- **Written exercise**: Can you rewrite the listing below, renaming every "vertex pairs" to "coordinate pairs", changing nothing else, and leaving out the pictures?

(Region annotation entries)
——————————
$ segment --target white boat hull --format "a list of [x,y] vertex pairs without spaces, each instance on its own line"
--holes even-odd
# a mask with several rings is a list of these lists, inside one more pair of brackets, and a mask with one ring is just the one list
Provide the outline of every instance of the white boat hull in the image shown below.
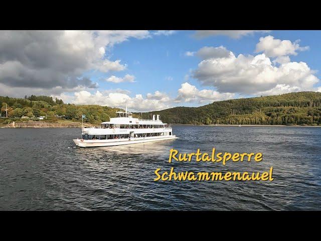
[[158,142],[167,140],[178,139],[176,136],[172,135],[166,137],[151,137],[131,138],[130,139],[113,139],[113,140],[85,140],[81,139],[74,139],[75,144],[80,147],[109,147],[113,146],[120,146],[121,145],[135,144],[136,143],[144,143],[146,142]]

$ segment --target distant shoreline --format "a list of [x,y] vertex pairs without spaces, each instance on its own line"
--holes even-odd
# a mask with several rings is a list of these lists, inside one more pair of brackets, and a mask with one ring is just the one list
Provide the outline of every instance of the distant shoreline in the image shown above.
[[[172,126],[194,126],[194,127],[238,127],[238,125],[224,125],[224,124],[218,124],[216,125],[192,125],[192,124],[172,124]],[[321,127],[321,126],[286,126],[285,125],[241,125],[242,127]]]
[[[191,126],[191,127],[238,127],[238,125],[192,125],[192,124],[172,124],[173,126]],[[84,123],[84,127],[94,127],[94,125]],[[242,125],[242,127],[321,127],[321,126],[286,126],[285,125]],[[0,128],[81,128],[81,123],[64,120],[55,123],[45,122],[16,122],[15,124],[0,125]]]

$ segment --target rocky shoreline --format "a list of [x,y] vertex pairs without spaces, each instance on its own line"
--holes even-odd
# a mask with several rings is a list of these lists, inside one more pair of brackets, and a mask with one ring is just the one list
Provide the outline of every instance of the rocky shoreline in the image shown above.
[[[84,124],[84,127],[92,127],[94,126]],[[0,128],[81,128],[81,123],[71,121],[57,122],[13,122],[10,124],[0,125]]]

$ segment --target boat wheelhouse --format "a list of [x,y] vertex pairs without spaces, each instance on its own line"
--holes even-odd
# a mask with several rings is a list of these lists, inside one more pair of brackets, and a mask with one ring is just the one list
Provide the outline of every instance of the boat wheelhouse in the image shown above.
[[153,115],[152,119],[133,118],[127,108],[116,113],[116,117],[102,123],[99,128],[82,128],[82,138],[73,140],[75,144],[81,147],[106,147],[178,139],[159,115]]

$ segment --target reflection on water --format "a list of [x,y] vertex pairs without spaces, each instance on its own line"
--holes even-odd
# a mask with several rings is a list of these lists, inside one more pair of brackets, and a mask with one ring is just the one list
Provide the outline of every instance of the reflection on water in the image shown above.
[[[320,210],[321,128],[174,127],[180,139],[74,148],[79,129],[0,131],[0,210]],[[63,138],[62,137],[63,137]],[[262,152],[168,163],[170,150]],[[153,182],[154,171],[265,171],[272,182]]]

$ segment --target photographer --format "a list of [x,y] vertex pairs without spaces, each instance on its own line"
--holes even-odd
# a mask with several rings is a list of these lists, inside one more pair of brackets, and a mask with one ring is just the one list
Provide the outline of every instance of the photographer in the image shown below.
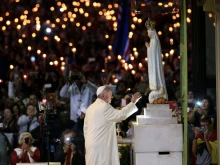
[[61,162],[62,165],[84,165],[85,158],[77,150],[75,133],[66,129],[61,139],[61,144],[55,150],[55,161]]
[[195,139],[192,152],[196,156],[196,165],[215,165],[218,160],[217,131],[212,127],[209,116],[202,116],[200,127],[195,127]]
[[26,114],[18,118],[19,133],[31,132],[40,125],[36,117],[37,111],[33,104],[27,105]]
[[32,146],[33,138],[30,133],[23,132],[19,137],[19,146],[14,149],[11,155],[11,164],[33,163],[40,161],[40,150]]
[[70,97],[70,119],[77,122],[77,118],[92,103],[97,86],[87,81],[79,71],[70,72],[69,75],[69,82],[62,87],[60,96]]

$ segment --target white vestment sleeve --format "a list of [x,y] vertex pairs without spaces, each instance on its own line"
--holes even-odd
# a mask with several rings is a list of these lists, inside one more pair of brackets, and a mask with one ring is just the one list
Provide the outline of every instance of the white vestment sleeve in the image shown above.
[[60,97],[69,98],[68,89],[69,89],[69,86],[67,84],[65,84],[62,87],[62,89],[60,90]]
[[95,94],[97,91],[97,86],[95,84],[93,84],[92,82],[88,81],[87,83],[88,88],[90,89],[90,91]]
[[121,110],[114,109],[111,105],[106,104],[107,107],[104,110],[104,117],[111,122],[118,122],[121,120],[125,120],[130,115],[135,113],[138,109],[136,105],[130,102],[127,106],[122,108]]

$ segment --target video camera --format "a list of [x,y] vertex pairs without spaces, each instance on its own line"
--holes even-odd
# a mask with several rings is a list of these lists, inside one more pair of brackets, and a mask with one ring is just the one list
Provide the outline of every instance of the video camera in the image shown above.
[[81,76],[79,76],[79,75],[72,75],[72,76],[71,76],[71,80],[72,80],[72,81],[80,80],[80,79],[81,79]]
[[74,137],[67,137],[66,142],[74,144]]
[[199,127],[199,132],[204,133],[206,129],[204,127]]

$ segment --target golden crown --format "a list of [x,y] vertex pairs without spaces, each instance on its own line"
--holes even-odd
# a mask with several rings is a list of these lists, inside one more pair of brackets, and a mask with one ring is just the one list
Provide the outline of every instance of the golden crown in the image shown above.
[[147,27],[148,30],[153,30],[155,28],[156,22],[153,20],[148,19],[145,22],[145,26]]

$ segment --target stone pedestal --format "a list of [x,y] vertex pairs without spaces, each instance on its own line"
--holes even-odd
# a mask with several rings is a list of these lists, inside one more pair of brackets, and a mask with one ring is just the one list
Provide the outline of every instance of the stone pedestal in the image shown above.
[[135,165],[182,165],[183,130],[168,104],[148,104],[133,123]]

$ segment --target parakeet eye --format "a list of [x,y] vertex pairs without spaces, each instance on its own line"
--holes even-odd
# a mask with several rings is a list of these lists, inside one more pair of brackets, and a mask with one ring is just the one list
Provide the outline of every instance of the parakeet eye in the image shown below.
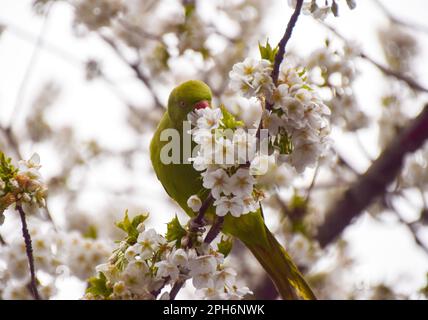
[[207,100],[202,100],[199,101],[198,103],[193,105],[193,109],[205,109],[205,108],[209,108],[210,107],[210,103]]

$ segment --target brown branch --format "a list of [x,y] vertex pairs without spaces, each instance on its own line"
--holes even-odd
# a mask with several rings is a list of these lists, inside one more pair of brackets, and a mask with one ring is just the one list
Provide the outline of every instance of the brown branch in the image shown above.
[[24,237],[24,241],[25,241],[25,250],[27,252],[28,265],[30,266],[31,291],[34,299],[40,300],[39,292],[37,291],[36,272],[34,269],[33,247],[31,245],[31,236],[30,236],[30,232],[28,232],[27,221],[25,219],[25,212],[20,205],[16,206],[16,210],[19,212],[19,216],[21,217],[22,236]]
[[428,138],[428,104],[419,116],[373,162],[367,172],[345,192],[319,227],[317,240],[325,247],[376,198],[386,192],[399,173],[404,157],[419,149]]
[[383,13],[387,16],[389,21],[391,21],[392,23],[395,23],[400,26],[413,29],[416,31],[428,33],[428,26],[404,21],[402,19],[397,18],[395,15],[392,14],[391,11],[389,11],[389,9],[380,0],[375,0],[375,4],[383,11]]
——————————
- **Response**:
$ segment --target white boat hull --format "a list of [x,y] coordinate pairs without spaces, each instance on its own line"
--holes even-odd
# a mask with several rings is a list of these lists, inside one more pair of brackets, and a mask with one ring is just the one list
Provide the outline of every instance of the white boat hull in the image shown below.
[[158,142],[167,140],[178,139],[176,136],[172,135],[166,137],[151,137],[131,138],[130,139],[113,139],[113,140],[85,140],[81,139],[74,139],[75,144],[80,147],[109,147],[113,146],[120,146],[121,145],[135,144],[136,143],[144,143],[146,142]]

$ segment --target distant shoreline --format "a list of [x,y] coordinate pairs without spaces, each instance on its own line"
--holes even-odd
# a mask with several rings is a list of these lists, inside one more pair of brackets, and a mask with one ring is just the one list
Provide the outline of every instance of the distant shoreline in the image shown above.
[[[172,126],[194,126],[194,127],[238,127],[238,125],[224,125],[224,124],[218,124],[216,125],[192,125],[192,124],[172,124]],[[321,127],[321,126],[286,126],[285,125],[241,125],[242,127]]]
[[[191,126],[191,127],[238,127],[238,125],[192,125],[192,124],[172,124],[173,126]],[[84,123],[84,127],[94,127],[94,125]],[[242,125],[242,127],[321,127],[321,126],[286,126],[285,125]],[[0,128],[81,128],[81,123],[64,120],[55,123],[45,122],[16,122],[15,124],[0,125]]]

$ segment --target rocky shoreline --format "a list of [x,y] coordinate pairs without spaces, each instance on its own line"
--holes even-odd
# a mask with several rings is a list of these lists, inside one more pair of brackets, and a mask with one ring is just the one list
Provide the outline of every instance of the rocky shoreline in the image shown above.
[[[84,124],[84,127],[92,127],[94,126]],[[0,128],[81,128],[81,123],[71,121],[57,122],[13,122],[10,124],[0,125]]]

$ segment --target boat wheelhouse --format "a list of [x,y] coordinate pairs without spaces, each instance on its own line"
--holes even-odd
# a mask with several rings is a list of these lists, inside one more pair of brackets, and a mask with one ring is just the one list
Provide the outline of every instance of the boat wheelhouse in the image shown above.
[[153,115],[152,119],[133,118],[127,108],[116,113],[116,117],[102,123],[99,128],[82,128],[82,138],[73,140],[75,144],[81,147],[106,147],[178,139],[159,115]]

$ segment --target reflection on water --format "a list of [x,y] coordinate pairs without spaces, each instance on its own line"
--holes even-odd
# a mask with several rings is a list of these lists, inside one more pair of brackets, and a mask with one ring is just the one list
Provide the outline of every instance of the reflection on water in the image shown above.
[[[320,210],[321,128],[174,127],[180,139],[74,148],[79,129],[0,131],[0,210]],[[63,138],[62,137],[63,137]],[[262,152],[168,163],[170,150]],[[153,182],[154,171],[265,171],[272,182]]]

$ segment --target photographer --format "a list of [x,y] coordinate pairs without spaces, each instance on its own line"
--holes even-odd
# a mask with several rings is a list of these lists, inside one more pair of brackets, and a mask with one ring is just the one list
Provide the outline of every instance of the photographer in the image shown below.
[[61,162],[62,165],[84,165],[85,158],[77,150],[75,133],[66,129],[61,139],[61,144],[55,150],[55,161]]
[[195,139],[192,152],[196,156],[196,165],[215,165],[218,160],[217,131],[212,127],[209,116],[202,116],[200,127],[195,127]]
[[26,114],[18,118],[19,133],[31,132],[40,125],[36,117],[37,111],[33,104],[27,105]]
[[32,146],[33,138],[30,133],[23,132],[19,137],[19,146],[14,149],[11,155],[11,164],[33,163],[40,161],[40,150]]
[[70,97],[70,119],[77,122],[77,118],[92,103],[97,86],[87,81],[79,71],[70,72],[69,75],[69,82],[62,87],[60,96]]

$ segment --target white vestment sleeve --format "a list of [x,y] coordinate pairs without spaces, each instance on its own line"
--holes even-odd
# a mask with several rings is a list of these lists, inside one more pair of brackets, and a mask with one ring is just the one list
Provide the outline of every instance of the white vestment sleeve in the image shown above.
[[60,97],[69,98],[68,89],[69,89],[69,86],[67,84],[65,84],[62,87],[62,89],[60,90]]
[[95,94],[97,91],[97,86],[95,84],[93,84],[92,82],[88,81],[87,83],[88,88],[90,89],[90,91]]
[[121,110],[114,109],[111,105],[106,104],[107,107],[104,110],[104,117],[111,122],[118,122],[121,120],[125,120],[130,115],[135,113],[138,109],[136,105],[130,102],[127,106],[122,108]]

$ segment --target video camera --format "a list of [x,y] coordinate pairs without spaces, each instance on its own line"
--holes even-odd
# a mask with several rings is a list of these lists, inside one more pair of brackets, and a mask with one ring is just the one list
Provide the outline of every instance of the video camera in the image shown above.
[[81,76],[79,76],[79,75],[72,75],[72,76],[71,76],[71,80],[72,80],[72,81],[80,80],[80,79],[81,79]]
[[74,137],[67,137],[66,142],[74,144]]
[[199,127],[199,132],[204,133],[206,129],[204,127]]

$ segment --target golden crown --format "a list of [x,y] coordinate pairs without spaces, each instance on its own line"
--holes even-odd
# a mask with several rings is a list of these lists, inside one more pair of brackets, and a mask with one ring is just the one list
Provide the outline of every instance of the golden crown in the image shown above.
[[147,27],[148,30],[153,30],[155,28],[156,22],[153,20],[148,19],[145,22],[145,26]]

$ segment --target stone pedestal --format "a list of [x,y] coordinate pairs without spaces, each instance on its own line"
--holes even-odd
# a mask with several rings is a list of these lists, inside one more pair of brackets, and a mask with one ring is just the one list
Provide the outline of every instance of the stone pedestal in the image shown above.
[[135,165],[182,165],[183,130],[168,104],[148,104],[133,123]]

$ segment --target parakeet eye --format "a list of [x,y] coordinate pairs without spaces, each instance on its own line"
--holes even-odd
# a mask with several rings is a list of these lists, inside one more pair of brackets, and a mask with one ring is just the one list
Provide the outline of every instance of the parakeet eye in the image shown below.
[[207,100],[202,100],[199,101],[198,103],[193,105],[193,109],[205,109],[205,108],[209,108],[210,107],[210,103]]

$ segment --target brown branch --format "a list of [x,y] coordinate pairs without spaces, each instance on its own line"
--holes even-odd
# a mask with several rings is a list of these lists, inside one more pair of brackets, and a mask with one ring is just the one list
Provide the outline of every instance of the brown branch in the image shown above.
[[24,237],[24,241],[25,241],[25,250],[27,252],[28,265],[30,266],[31,291],[34,299],[40,300],[39,292],[37,291],[36,272],[34,269],[33,247],[31,245],[31,236],[30,236],[30,232],[28,232],[27,221],[25,219],[25,212],[20,205],[16,206],[16,210],[19,212],[19,216],[21,217],[22,236]]
[[428,138],[428,104],[419,116],[373,162],[367,172],[345,192],[319,227],[317,240],[325,247],[376,198],[386,192],[399,173],[404,157],[419,149]]
[[383,13],[387,16],[389,21],[391,21],[392,23],[395,23],[400,26],[413,29],[416,31],[428,33],[428,26],[404,21],[402,19],[397,18],[395,15],[392,14],[391,11],[389,11],[389,9],[380,0],[375,0],[375,4],[383,11]]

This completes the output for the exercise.